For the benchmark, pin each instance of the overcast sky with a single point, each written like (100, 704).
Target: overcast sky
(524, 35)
---
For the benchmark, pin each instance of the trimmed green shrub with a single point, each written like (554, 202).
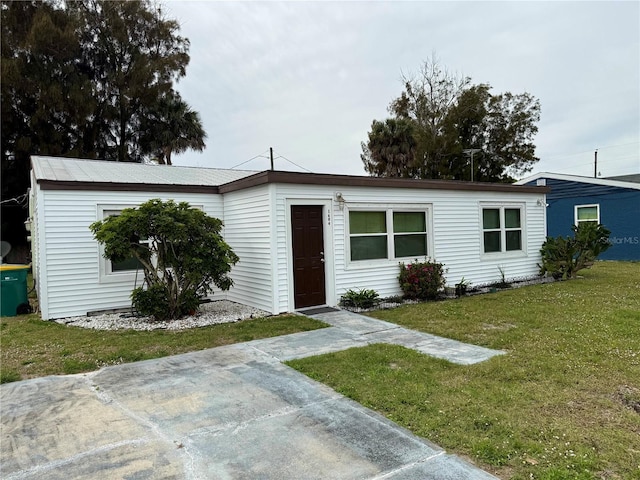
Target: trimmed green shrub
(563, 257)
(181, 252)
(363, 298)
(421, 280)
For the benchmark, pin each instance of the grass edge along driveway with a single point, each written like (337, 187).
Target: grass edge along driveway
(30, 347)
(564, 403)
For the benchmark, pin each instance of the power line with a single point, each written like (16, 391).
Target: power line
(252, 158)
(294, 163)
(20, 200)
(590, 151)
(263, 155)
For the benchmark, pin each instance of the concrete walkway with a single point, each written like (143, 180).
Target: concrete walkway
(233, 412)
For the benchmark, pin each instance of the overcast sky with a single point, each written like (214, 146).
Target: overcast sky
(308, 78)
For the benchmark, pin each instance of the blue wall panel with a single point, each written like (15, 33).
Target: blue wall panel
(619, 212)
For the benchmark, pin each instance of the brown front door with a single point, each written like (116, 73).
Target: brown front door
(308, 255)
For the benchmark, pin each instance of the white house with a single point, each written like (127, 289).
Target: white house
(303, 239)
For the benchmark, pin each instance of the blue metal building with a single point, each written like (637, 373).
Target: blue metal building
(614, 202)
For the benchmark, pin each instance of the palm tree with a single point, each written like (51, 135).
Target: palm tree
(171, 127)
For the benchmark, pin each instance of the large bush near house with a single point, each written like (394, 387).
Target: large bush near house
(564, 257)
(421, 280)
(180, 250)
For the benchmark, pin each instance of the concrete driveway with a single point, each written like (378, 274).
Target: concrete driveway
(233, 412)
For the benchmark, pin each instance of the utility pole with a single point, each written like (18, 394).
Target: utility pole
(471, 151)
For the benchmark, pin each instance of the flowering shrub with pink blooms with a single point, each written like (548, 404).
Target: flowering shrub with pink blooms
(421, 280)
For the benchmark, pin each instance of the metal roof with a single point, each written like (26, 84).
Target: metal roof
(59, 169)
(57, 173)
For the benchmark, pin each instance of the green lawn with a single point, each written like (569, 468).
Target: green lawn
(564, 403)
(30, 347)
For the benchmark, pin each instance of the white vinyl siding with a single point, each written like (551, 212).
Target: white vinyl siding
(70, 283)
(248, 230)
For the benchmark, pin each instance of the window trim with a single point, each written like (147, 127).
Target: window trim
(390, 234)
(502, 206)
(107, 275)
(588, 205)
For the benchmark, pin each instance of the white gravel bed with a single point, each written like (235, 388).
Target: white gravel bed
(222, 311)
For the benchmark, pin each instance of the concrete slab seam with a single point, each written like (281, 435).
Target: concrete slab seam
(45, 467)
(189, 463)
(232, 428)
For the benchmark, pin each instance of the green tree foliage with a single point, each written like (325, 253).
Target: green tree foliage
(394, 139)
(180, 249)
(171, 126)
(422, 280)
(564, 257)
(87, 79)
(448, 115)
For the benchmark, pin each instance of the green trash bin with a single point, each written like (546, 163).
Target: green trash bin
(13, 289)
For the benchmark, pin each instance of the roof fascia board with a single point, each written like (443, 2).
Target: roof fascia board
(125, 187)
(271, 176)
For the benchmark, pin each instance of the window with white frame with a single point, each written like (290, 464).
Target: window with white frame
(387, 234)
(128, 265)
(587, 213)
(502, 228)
---
Return every line of the records above that contains the word "metal", matching case exactly.

#### Response to this exercise
For the benchmark, pin each instance of the blue metal building with a single point, each written like (637, 373).
Target: blue metal building
For the benchmark, pin each instance of the metal roof with a single point, each written like (26, 84).
Target: metal roof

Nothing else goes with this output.